» Instruction a
Which rows below contain the string "tree"? Select each of them and copy it out in full, treating case as significant.

» Excerpt provided
_____

Thursday, February 5, 2026

The Nones of Gail Patrick: Quiet Please: Murder

Note: Gail Patrick moved beyond the ingenue parts when she played Cornelia the mean sister in My Man Godrey. After 60 or so parts as the haughty girl, retirement from acting drove her crazy. With her husband, Cornwell Jackson, she formed the production company behind the greatest courtroom TV series from 1957 to 1966. She was the soul of the series, said Raymond Burr. One wonders if it was due to Jackson that the writers so often returned to serious themes such as the struggle of women in a man’s world and the perils of emotional reasoning and all or nothing thinking.

Quiet Please: Murder
1942 / 1:10 minutes
Tagline: “Their Love Thrived on DANGER”
[internet archive]

There’s an entire genre of wartime home-front movies - no surprise, given the size of that war -cherished by fans of scrappy B-pictures and early noir. What makes this one worth your time isn’t the gunplay or the blackout relics of it time - it’s the dialogue. Someone in the writing department clearly had a library card and wasn’t afraid to use it. George Sanders tosses off references to Freud, Lombroso, and Havelock Ellis like cocktail chatter, which is not what you expect in a movie made on a shoestring. It’s almost as if the script assumes the audience has a few neurons to rub together. Imagine that.

_____

» Task data
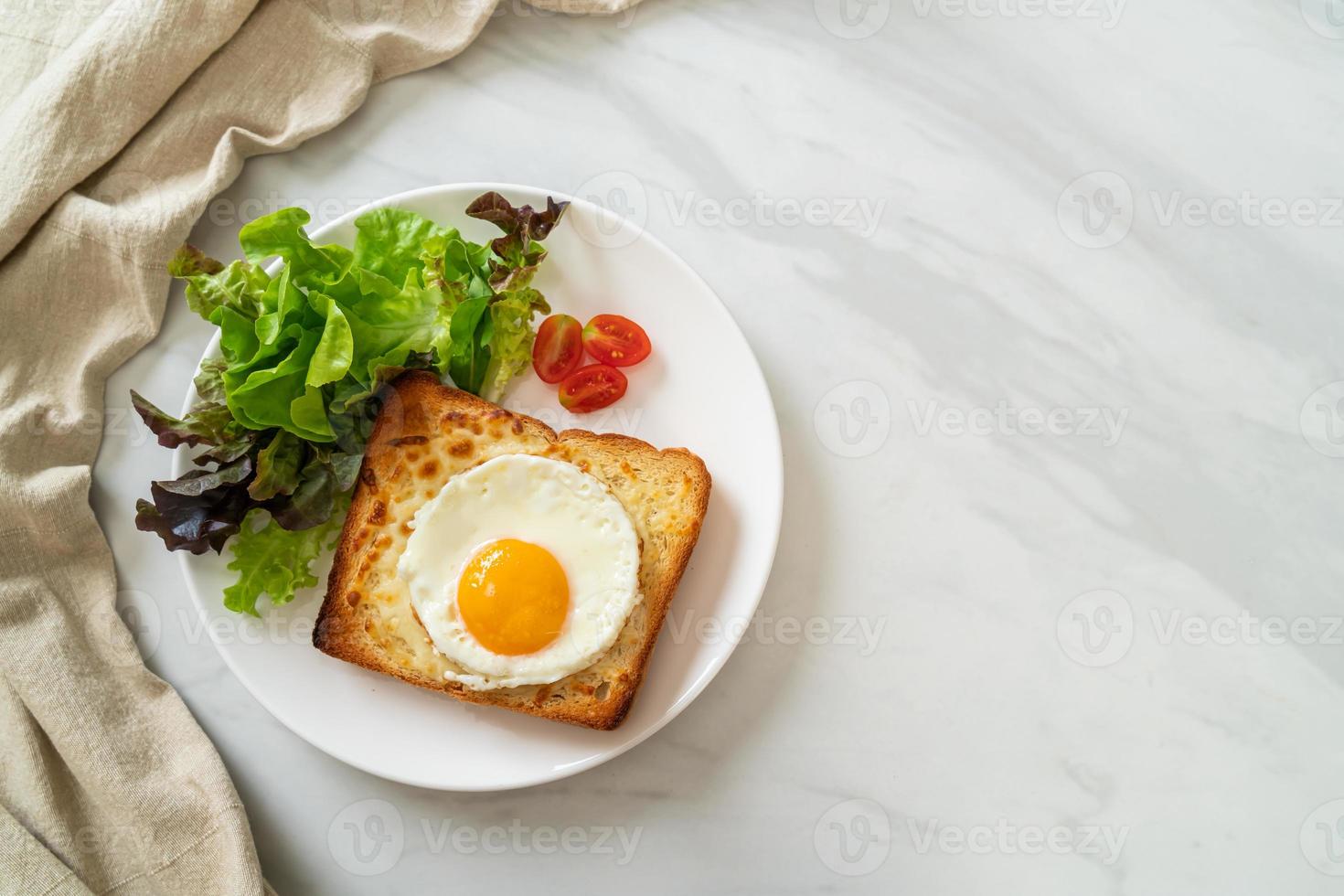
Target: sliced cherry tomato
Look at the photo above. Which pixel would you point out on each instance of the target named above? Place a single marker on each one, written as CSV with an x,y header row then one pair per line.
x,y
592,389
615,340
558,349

_____

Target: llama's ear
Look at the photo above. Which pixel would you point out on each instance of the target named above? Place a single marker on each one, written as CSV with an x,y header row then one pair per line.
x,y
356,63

_____

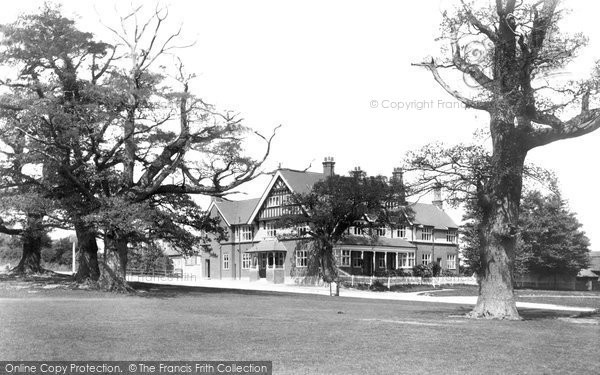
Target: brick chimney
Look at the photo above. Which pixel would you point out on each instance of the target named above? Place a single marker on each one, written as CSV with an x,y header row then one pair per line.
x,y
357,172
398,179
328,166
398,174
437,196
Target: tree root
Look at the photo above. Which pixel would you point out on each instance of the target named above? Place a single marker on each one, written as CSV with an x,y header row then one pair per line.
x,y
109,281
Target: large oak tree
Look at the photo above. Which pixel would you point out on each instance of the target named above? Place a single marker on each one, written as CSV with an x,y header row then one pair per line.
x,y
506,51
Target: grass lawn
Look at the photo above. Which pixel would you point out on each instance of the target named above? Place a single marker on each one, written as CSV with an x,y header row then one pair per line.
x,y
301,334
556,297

_____

» Instruction b
Could you pick up the review of Quiet Please: Murder right after its last sentence and carry it further?

» Right answer a
Target: tree root
Target: large oak tree

» Right answer b
The tone is pure alley-cat ethics: everyone’s on the grift, and patriotism is mostly a prop - except for Richard Denning, who manages to sound sincere while mooning over a librarian whose boyfriend is off fighting the war. There’s even a moment where Denning reads the title of You Can’t Do Business with Hitler. I once saw that book in a Prudenville antique store forty years ago and didn’t buy it. Still kicking myself.

The best thing here is the attitude: brisk, literate, and just cynical enough to feel like gritty noir. Gail Patrick plays her schemer role with icy confidence, while Sanders - always the dry martini of actors - reminds me of a lout’s idea of sophistication. The whole thing runs barely over an hour, but it crams in forgery, shootouts, and a surprise ending that feels true to wartime home-front logic.

Bottom line: worth watching. Not because it’s perfect, but because it’s smart enough to respect your intelligence while giving you a good time.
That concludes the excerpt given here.